**What to work on**
Keep only the lines of the listing that include the word "group", and copy them.

**Study material**
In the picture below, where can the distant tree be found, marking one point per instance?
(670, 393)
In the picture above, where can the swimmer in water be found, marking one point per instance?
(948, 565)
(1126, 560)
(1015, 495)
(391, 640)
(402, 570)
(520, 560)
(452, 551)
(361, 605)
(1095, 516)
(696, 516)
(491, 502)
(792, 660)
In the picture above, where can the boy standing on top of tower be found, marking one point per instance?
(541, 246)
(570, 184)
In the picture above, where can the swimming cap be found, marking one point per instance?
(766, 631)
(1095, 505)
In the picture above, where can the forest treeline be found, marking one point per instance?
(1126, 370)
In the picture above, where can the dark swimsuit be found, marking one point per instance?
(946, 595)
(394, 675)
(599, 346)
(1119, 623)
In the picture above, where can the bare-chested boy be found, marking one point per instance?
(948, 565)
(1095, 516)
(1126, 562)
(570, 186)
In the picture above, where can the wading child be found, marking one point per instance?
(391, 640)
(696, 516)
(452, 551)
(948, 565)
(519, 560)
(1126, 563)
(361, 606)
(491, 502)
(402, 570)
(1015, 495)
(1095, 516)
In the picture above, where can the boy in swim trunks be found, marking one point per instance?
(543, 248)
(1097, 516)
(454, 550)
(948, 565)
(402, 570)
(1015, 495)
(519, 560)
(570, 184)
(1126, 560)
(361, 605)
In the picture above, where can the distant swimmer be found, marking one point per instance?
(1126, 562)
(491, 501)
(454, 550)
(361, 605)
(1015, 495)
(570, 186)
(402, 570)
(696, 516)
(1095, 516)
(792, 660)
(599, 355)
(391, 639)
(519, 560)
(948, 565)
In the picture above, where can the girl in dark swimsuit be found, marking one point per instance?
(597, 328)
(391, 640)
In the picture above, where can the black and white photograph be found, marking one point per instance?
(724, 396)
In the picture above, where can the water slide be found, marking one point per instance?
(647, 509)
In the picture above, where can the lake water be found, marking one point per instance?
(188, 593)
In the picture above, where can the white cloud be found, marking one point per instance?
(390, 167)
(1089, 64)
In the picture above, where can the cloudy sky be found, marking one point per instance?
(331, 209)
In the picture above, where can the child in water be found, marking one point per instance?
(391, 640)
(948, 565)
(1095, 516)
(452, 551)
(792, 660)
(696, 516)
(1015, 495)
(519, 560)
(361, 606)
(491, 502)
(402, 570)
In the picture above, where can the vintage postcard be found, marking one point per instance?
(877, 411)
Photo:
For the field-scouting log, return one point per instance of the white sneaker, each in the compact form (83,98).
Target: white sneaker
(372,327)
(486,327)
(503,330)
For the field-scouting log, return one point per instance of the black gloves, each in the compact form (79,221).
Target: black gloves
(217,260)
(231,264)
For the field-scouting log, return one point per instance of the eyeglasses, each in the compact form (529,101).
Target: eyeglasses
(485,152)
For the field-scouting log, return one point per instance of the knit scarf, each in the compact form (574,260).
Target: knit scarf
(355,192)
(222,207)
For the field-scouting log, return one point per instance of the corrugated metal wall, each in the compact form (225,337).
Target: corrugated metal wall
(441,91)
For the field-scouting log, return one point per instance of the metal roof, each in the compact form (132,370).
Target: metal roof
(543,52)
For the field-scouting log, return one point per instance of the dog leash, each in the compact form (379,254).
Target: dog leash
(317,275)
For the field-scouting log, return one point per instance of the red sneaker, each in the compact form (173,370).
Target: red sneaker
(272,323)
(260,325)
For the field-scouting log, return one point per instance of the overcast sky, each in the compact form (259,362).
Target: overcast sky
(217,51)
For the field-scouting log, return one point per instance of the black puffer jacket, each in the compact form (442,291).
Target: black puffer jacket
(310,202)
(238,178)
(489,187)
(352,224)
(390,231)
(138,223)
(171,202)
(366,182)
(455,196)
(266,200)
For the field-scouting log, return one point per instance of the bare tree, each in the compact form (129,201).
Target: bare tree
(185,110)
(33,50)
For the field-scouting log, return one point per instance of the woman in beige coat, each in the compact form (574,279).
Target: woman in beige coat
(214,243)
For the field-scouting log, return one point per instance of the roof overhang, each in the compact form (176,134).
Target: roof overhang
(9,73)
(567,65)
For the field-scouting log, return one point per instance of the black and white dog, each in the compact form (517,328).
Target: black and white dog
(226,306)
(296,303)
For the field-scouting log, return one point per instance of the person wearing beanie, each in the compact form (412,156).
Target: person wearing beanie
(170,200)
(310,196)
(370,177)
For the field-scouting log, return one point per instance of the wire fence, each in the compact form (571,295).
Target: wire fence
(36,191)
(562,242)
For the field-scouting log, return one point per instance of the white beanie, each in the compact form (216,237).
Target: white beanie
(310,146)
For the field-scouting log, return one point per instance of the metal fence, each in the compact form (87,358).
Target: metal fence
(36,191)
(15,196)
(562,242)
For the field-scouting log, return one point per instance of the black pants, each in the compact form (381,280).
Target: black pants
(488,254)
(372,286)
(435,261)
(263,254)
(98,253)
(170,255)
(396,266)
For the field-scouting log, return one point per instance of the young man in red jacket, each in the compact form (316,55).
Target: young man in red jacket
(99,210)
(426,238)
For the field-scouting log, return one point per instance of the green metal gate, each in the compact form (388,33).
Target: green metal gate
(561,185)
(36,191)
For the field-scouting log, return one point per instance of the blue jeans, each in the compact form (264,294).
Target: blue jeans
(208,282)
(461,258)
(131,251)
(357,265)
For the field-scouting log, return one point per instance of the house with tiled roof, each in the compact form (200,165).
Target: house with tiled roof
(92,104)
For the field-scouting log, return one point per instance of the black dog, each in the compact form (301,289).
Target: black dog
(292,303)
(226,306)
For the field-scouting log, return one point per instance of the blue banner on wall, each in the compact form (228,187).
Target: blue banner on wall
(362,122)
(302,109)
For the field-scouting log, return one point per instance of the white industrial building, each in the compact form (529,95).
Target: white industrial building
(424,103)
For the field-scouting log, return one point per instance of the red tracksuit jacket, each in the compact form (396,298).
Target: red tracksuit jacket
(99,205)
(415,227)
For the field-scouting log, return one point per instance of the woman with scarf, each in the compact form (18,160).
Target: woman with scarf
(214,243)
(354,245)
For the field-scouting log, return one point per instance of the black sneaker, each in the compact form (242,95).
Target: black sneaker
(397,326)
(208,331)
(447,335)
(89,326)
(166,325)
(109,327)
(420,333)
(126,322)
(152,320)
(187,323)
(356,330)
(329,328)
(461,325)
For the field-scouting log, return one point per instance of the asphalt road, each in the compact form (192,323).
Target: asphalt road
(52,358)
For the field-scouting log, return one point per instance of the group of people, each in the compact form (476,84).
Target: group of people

**Answer section**
For the field-scouting log, return one point per instance of the group of people, each in the compact form (476,84).
Target: group of people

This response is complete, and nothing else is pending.